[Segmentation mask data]
-*-*-
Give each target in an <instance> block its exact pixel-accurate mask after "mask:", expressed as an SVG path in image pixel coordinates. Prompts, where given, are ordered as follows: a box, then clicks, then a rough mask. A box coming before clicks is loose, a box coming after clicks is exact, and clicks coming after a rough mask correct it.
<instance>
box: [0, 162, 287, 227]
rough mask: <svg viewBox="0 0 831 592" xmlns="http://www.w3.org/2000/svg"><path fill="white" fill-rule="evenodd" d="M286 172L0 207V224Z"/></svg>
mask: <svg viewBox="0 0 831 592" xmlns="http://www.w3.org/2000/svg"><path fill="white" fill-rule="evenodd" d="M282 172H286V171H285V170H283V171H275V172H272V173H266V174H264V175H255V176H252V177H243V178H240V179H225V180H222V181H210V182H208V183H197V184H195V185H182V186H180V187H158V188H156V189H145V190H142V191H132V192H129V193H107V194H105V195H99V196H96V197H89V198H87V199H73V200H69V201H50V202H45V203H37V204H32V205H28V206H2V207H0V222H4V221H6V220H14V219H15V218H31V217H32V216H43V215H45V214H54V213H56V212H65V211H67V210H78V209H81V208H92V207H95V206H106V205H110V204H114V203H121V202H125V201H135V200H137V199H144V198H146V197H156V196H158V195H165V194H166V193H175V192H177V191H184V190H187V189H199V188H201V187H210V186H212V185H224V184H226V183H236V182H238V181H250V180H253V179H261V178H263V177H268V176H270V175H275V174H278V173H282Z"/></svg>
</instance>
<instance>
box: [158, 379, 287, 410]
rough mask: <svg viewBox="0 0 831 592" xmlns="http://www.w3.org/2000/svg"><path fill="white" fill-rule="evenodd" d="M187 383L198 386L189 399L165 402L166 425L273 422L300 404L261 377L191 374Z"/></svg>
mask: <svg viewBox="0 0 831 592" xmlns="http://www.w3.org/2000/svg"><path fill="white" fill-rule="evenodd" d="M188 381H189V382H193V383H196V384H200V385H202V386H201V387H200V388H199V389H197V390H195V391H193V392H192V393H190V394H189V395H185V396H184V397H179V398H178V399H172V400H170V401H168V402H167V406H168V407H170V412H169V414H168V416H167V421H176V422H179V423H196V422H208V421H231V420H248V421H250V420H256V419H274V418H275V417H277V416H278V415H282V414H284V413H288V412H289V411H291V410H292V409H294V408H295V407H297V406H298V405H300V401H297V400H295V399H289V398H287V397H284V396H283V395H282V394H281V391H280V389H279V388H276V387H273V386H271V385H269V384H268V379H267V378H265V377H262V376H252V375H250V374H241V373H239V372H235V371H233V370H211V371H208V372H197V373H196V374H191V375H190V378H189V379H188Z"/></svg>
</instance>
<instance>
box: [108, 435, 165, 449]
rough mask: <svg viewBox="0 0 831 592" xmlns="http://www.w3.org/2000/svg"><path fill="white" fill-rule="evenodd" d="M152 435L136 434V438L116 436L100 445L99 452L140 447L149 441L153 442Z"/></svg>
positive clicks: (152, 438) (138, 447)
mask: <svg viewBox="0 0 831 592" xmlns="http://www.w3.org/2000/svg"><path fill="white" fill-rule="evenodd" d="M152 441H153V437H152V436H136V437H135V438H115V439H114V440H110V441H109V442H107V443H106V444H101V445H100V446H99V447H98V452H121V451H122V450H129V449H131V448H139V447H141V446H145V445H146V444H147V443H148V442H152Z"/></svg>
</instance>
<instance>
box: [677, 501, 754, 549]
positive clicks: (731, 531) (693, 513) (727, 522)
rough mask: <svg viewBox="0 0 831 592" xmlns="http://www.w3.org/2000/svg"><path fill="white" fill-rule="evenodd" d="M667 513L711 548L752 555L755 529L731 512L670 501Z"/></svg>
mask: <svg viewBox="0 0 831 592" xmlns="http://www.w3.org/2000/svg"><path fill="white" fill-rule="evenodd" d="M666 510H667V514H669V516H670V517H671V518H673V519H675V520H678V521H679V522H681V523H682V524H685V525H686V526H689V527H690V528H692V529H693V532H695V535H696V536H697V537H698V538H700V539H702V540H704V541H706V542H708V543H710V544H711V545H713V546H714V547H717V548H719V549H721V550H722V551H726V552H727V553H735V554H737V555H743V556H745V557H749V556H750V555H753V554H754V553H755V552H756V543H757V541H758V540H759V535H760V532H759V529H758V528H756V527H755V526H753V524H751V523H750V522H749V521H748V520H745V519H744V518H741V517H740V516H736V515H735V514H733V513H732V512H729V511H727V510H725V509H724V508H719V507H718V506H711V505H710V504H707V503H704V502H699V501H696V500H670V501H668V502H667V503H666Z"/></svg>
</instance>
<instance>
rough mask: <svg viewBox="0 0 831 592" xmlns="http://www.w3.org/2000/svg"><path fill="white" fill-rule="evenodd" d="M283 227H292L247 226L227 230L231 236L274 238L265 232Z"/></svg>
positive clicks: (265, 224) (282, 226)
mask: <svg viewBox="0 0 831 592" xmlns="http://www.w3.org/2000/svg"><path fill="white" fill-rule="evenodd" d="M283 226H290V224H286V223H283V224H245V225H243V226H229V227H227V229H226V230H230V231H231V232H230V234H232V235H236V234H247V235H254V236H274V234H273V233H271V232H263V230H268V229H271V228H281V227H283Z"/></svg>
-*-*-
Task description
Which lines in the data above contain the string "positive"? Collect every one and copy each line out in full.

Task response
positive clicks: (152, 438) (138, 447)
positive clicks: (731, 531) (693, 513) (727, 522)
positive clicks: (265, 224) (282, 226)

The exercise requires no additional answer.